▶ To be done: According to a comment in the list-scraping code, why is the next-to-last pagination item used to find the maximum page number?

▶ Excerpt provided:
■ ■ ■ ■

Using state District of Columbia server backend.


## 3. Scrape a list

### 3.1 Define Function

Run this to define the function for scraping the list

In [15]:
#Define the function for scraping every page of a list from a url

def scrape_book_list(url, show_df = False, show_progress = False):

    ##Define urls and create the initial html soup
    if show_progress == True:
        print('Turning page into soup...')
    goodreads_url = "https://www.goodreads.com"
    page = requests.get(url)
    soup = BeautifulSoup(page.content, 'html.parser')
    
    #Get list length
    if show_progress == True:
        print('Getting list length...')
    
    pagination = soup.find("div", class_ = "pagination").find_all("a")
    while pagination == None:
        time.sleep(3)
        pagination = soup.find("div", class_ = "pagination").find_all("a")


    ##For navigation, I need to find out how many pages there are in this list
    pages = []
    for a in pagination:
        pages.append(a.text)
    max_page = int(pages[-2]) #The last item is always the word ' next', take the next to last
    
    ##Now create a list of links
    ### The pages in these lists are defined by adding '?page=[i]' at the end, making them easy to iterate over
    list_page_links = []
    for i in range(2, max_page + 1):
        list_page_link = f"{url}?page={i}"
        list_page_links.append(list_page_link)
    
    ##The lists are in a table
    if show_progress == True:
        print('Scraping list table on page 1...')
    list_table = soup.find("table", class_= "tableList")
    
    ##Get the relevant page elements to populate the columns with content from the first page
    rankings = [row.find("td").text.strip() for row in list_table.find_all("tr")]
    titles = [row.find("a", class_="bookTitle").text.strip() for row in list_table.find_all("tr")]
    authors = [row.find("a", class_="authorName").text.strip() for row in list_table.find_all("tr")]
    links = [row["href"] for row in list_table.find_all("a", class_="bookTitle")]
    
    ##Scores and votes are stored in such a way that I need to use a different method
    table_rows = soup.find_all("tr")

    scores = []
    votes = []

    for row in table_rows:
        extra_info = [element.text for element in row.find_all("a", href = "#")]
        score = int(extra_info[0].replace("score: ","").replace(",", ""))
        vote_count = int(extra_info[1].replace(" people voted", "").replace(" person voted", "").replace(",", ""))
        scores.append(score)
        votes.append(vote_count)    
        
    ##Ratings and counts of ratings
    ratings_and_counts = soup.find_all("span", class_ = "minirating")

    avg_ratings  = []
    rating_counts = []

    for i in ratings_and_counts:
        text = i.text
        text = text.replace("it was amazing ", "").replace("really liked it ", "").replace("liked it ", "").replace("it was ok ", "").replace("did not like it ", "")

■ ■ ■ ■

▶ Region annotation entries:
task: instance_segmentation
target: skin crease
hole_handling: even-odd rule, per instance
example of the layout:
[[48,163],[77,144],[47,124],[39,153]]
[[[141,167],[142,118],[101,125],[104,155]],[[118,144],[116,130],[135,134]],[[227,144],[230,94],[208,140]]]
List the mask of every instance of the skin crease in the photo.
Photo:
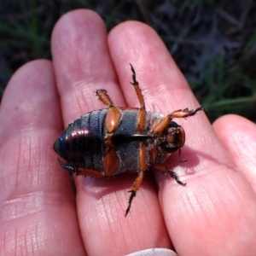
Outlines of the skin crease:
[[53,63],[13,76],[0,108],[0,254],[124,255],[150,247],[178,255],[255,255],[256,126],[228,115],[212,125],[199,112],[175,119],[186,132],[182,159],[166,165],[187,183],[148,173],[125,218],[136,174],[75,177],[76,196],[52,144],[69,122],[105,108],[139,107],[131,63],[148,110],[199,107],[159,36],[127,21],[108,35],[90,10],[63,15],[52,34]]

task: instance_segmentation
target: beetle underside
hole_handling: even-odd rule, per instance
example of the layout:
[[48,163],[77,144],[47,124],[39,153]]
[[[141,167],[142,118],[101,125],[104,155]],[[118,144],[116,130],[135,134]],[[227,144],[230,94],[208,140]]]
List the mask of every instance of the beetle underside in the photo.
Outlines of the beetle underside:
[[[161,154],[160,152],[170,154],[171,152],[180,150],[180,148],[182,148],[184,144],[184,131],[182,126],[177,125],[175,122],[172,122],[172,119],[187,118],[195,115],[198,111],[204,110],[204,108],[201,107],[195,110],[189,110],[188,108],[185,108],[183,110],[180,109],[174,111],[167,116],[163,117],[155,125],[152,125],[148,134],[145,135],[144,131],[147,118],[145,102],[142,91],[139,88],[139,84],[136,79],[135,70],[131,65],[131,68],[132,72],[132,83],[131,84],[134,86],[141,107],[137,110],[137,126],[132,138],[133,140],[138,141],[138,151],[136,155],[138,158],[138,174],[133,183],[133,186],[131,187],[131,190],[128,191],[131,193],[131,195],[128,201],[128,207],[125,211],[125,216],[130,212],[132,200],[142,184],[146,171],[148,169],[148,163],[147,164],[148,159],[149,159],[149,167],[153,167],[154,169],[166,175],[171,176],[177,183],[181,185],[184,186],[186,184],[178,179],[176,172],[163,166],[161,163],[159,163],[158,159],[160,154]],[[63,138],[61,138],[61,137],[55,141],[54,148],[58,154],[67,160],[67,165],[60,162],[61,166],[64,169],[67,169],[71,172],[75,172],[77,175],[85,175],[94,177],[106,177],[114,175],[114,172],[119,168],[120,166],[119,157],[116,151],[116,141],[118,140],[118,137],[115,135],[115,131],[118,129],[122,118],[122,111],[125,111],[125,109],[115,107],[106,90],[97,90],[96,94],[103,102],[103,104],[108,106],[108,111],[104,118],[104,134],[102,138],[103,159],[102,165],[103,170],[99,171],[87,168],[86,166],[84,167],[84,166],[79,164],[79,162],[78,164],[73,164],[72,161],[72,157],[70,157],[70,154],[68,154],[65,151],[67,150],[66,144],[63,146]],[[80,131],[79,132],[78,139],[81,137],[82,133],[83,132]],[[147,136],[148,137],[154,137],[156,141],[155,144],[150,148],[149,155],[148,155],[148,148],[142,139],[143,137],[145,138]],[[123,137],[122,139],[125,140],[127,138]],[[67,142],[67,143],[68,142]]]

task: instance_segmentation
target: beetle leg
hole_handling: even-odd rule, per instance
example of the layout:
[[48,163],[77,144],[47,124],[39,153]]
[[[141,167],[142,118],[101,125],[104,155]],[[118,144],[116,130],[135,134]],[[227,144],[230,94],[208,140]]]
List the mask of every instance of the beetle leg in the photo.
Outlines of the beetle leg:
[[131,209],[131,201],[133,200],[133,198],[136,195],[136,192],[138,190],[138,189],[140,188],[144,175],[145,175],[145,172],[146,172],[146,148],[140,144],[140,155],[139,155],[139,172],[138,172],[138,176],[136,178],[132,188],[131,190],[129,190],[129,193],[131,193],[129,198],[129,201],[128,201],[128,207],[127,209],[125,211],[125,217],[127,216],[128,212],[130,212]]
[[179,109],[172,112],[172,113],[168,114],[167,116],[164,117],[156,125],[154,125],[151,132],[153,134],[157,134],[162,132],[165,128],[168,125],[168,124],[173,119],[183,119],[187,118],[189,116],[195,115],[196,112],[200,110],[206,110],[206,108],[200,107],[196,108],[195,110],[189,110],[188,108],[185,108],[183,110]]
[[119,157],[114,150],[114,146],[111,141],[113,133],[118,126],[121,119],[119,109],[113,106],[106,90],[101,89],[96,91],[96,96],[103,102],[108,106],[108,109],[105,117],[105,127],[107,132],[104,137],[104,159],[103,168],[107,177],[113,175],[119,166]]
[[177,173],[172,170],[170,170],[170,168],[165,166],[161,166],[161,165],[154,165],[152,166],[153,168],[154,168],[155,170],[164,173],[165,175],[168,175],[168,176],[171,176],[172,177],[173,177],[176,182],[177,183],[179,183],[180,185],[183,185],[183,186],[185,186],[186,183],[183,183],[183,182],[181,182],[179,179],[178,179],[178,177],[177,175]]
[[107,106],[113,106],[113,102],[110,99],[109,95],[108,94],[107,90],[100,89],[96,91],[96,96],[99,97],[99,100]]
[[130,82],[130,83],[134,86],[137,96],[138,101],[141,105],[141,108],[138,113],[137,127],[136,132],[141,133],[144,130],[145,120],[146,120],[145,102],[144,102],[143,96],[142,94],[142,90],[139,87],[139,83],[136,79],[135,70],[134,70],[133,67],[131,66],[131,64],[130,64],[130,66],[131,66],[131,69],[132,72],[132,83],[131,82]]

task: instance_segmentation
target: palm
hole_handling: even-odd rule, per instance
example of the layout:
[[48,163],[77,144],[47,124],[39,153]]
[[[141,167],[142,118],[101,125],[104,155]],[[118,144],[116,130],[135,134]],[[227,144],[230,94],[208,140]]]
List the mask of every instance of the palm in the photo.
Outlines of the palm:
[[148,26],[122,24],[108,40],[95,14],[70,13],[53,33],[53,66],[29,63],[9,84],[0,112],[2,254],[121,255],[173,244],[182,255],[254,255],[256,128],[239,117],[218,120],[216,133],[202,113],[178,120],[186,131],[182,158],[188,162],[173,154],[167,164],[187,186],[156,174],[156,188],[147,175],[125,218],[134,175],[75,177],[74,195],[52,149],[62,118],[66,126],[102,108],[94,95],[99,88],[117,106],[138,107],[128,83],[129,62],[136,66],[148,110],[166,114],[198,107]]

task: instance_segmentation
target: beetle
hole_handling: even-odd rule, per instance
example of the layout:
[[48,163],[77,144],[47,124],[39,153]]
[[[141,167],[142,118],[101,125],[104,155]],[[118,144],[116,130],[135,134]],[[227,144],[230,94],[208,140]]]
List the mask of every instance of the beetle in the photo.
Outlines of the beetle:
[[173,177],[184,186],[175,172],[163,162],[185,143],[185,132],[174,118],[187,118],[198,111],[180,109],[164,116],[146,111],[144,99],[131,65],[132,82],[140,108],[114,106],[106,90],[96,95],[108,108],[85,113],[68,125],[54,143],[54,150],[67,161],[62,168],[76,175],[108,177],[129,171],[137,171],[131,193],[127,216],[131,202],[140,188],[146,171],[152,167]]

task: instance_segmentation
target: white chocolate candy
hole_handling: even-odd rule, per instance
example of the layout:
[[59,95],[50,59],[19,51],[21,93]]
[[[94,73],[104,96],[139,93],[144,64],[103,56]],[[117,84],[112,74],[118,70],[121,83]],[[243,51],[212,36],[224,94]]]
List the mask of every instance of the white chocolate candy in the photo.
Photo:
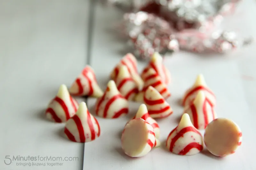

■ ■ ■ ■

▶ Result: The last item is always the word "next."